"""
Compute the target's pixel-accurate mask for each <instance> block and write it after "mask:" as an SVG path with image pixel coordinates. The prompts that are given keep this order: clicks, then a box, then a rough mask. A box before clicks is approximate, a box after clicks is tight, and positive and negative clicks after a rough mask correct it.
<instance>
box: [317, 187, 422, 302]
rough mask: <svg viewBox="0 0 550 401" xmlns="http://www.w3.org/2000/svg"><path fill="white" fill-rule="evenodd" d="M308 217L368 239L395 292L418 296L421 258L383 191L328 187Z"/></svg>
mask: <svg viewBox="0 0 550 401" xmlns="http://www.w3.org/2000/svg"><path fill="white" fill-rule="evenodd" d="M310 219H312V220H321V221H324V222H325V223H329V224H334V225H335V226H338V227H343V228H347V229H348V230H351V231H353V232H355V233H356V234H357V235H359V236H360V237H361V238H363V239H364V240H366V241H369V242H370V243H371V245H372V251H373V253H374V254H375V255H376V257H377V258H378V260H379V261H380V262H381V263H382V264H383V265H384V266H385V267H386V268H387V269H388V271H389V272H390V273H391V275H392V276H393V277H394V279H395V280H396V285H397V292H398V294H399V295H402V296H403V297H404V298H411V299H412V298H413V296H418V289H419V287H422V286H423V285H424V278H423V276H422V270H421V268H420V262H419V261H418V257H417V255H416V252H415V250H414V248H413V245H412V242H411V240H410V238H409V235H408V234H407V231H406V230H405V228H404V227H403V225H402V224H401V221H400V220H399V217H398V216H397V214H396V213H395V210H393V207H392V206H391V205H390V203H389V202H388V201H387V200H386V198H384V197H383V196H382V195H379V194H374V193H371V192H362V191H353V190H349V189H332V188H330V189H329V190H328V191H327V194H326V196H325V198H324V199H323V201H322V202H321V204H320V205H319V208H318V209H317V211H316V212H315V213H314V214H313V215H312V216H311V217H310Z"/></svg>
"""
"""
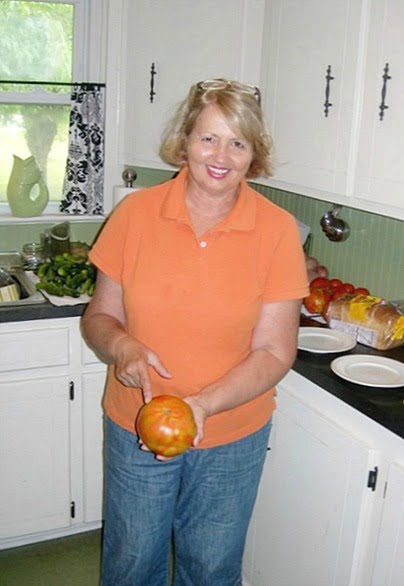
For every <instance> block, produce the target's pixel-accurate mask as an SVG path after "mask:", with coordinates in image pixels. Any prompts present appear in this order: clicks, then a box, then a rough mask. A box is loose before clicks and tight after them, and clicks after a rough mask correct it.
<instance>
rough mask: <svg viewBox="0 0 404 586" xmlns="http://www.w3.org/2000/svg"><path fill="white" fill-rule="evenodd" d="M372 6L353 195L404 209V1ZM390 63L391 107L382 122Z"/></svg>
"""
▶ WHAT YOU ARE ASKED TO DO:
Of all the entries above, retype exactly the lines from the line with "Compute the target's" to the line with "box: [317, 187, 422, 302]", both included, and no others.

▶ RESPONSE TO THE EXERCISE:
Compute the target's pixel-accurate mask for each <instance> block and write it after "mask:" as an SVG path with image pixel coordinates. The prompts that are given keep this order: clicks, then a box, then a rough mask. A box before clicks is approximate, a box after clicks is tight, and positive and negative clicks after a rough mask correct it.
<instance>
box: [317, 187, 422, 302]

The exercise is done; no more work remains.